Tasks to perform
a. Can you copy the thread about SIGKILL under GDB verbatim, from "(gdb) handle SIGKILL" up to and including "work with this?"?
b. How would the thread about SIGKILL under GDB go on? Continue it from its final sentence.

Document excerpt
+ + + +

0

I have written small C++ program under Linux that uses AVX instructions. But the program receives SIGKILL signal and exits. It seems that the reason is some illegal instruction or wrong value passed to an instruction. I would need to learn at what point of the program it receives SIGKILL (at what instruction at best). But, when I run my program in GDB, program exits at the moment when it receives SIGKILLand cannot be debugged. I tried to set:

    (gdb) handle SIGKILL stop print nopass

but program still receives SIGKILL and exits before I can debug it. Do you have any tip how to work with this?

faramir
  • 251
  • 4
  • 13
  • 4
    You *can't* catch the `SIGKILL` signal. See e.g. [`man 7 signal`](http://man7.org/linux/man-pages/man7/signal.7.html). – Some programmer dude Aug 15 '14 at 11:47
  • 1
    As for your problem, you should first of all build with extra warnings enabled (at least use the `-Wall` flag to GCC, I also recommend `-Wextra` and `-pedantic`). This should hopefully give you hints on places where you might have [undefined behavior](http://en.wikipedia.org/wiki/Undefined_behavior). Then run in a system such as [Valgrind](http://valgrind.org/), even if it doesn't catch just your problem, it might give you more information about weird things you do with memory and pointers. – Some programmer dude Aug 15 '14 at 11:52
  • 2
    @JoachimPileborg Or use the -fsanitize options, such as 'address' and 'undefined'. – edmz Aug 15 '14 at 12:21
  • Are you sure that an illegal machine instruction is sending exactly `SIGKILL`? According to [signal(7)](http://man7.org/linux/man-pages/man7/signal.7.html) it should be `SIGILL` -without any `K` .... !! – Basile Starynkevitch Aug 15 '14 at 12:48

1 Answers1

0

The signal(7) man page tells that on illegal machine instruction (or illegal opcode), the

   SIGILL        4       Core    Illegal Instruction

signal is sent. Notice that it is SIGILL not SIGKILL (the letter K makes a big difference).

+ + + +

(Annotated coordinate records)

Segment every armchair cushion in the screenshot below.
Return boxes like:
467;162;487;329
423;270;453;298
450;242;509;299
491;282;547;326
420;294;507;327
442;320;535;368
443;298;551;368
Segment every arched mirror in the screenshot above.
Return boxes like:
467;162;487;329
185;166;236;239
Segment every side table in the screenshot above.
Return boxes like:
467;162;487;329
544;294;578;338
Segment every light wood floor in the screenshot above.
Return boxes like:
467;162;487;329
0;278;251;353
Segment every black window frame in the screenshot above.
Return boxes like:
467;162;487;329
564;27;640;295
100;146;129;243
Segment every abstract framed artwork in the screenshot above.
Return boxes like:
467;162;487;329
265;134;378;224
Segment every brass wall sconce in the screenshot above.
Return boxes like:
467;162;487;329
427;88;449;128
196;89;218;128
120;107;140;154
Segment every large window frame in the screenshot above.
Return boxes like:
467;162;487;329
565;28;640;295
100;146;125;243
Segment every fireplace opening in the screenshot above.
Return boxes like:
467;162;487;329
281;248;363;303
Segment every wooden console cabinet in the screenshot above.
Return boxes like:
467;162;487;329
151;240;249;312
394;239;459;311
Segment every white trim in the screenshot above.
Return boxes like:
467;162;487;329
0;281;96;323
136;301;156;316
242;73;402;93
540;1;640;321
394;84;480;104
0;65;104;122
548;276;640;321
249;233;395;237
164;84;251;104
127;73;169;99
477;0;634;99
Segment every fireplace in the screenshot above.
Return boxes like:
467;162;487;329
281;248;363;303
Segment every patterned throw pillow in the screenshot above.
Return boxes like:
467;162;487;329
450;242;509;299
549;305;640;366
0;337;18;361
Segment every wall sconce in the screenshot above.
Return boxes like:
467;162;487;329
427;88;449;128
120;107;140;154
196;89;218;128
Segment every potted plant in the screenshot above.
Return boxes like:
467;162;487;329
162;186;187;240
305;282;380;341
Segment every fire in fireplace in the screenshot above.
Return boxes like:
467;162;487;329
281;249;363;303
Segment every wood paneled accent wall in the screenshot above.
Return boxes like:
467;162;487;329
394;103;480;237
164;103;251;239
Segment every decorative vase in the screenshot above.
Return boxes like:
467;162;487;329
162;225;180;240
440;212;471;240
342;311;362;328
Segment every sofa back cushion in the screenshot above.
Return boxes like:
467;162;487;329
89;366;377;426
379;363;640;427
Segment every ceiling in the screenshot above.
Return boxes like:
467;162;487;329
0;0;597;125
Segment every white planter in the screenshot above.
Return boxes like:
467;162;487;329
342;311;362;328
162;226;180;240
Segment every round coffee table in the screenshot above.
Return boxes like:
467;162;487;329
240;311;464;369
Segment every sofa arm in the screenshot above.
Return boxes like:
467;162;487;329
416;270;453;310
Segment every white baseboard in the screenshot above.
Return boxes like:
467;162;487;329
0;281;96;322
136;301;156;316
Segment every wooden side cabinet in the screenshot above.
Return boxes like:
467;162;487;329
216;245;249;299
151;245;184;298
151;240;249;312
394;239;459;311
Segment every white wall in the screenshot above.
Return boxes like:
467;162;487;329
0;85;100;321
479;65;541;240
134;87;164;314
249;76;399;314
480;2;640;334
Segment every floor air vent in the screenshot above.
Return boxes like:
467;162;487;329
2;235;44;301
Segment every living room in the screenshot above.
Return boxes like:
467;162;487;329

+ + + +

Responses for each task
a.
(gdb) handle SIGKILL stop print nopass

but program still receives SIGKILL and exits before I can debug it. Do you have any tip how to work with this?

b.
Recall that not every processor know about AVX. (On those that don't support AVX, it probably is an illegal opcode). Type cat /proc/cpuinfo (or grep avx /proc/cpuinfo) to know if your's processor accepts it. See proc(5)

So I guess that your program is getting the SIGILL (not SIGKILL) signal.

You can catch SIGILL (but you cannot catch SIGKILL).

What I explained in this answer (about SIGSEGV) is applicable to SIGILL; with some very tricky machine and system specific C code, you might catch SIGILL and ensure that upon return from the signal handler (installed with SA_SIGINFO and deeply processing the ucontext_t* third argument) the execution continues outside of the illegal instructions.

And you could configure gdb to handle SIGILL wisely. Read the signals chapter of GDB documentation, you probably want the handle SIGILL and/or p $_siginfo command.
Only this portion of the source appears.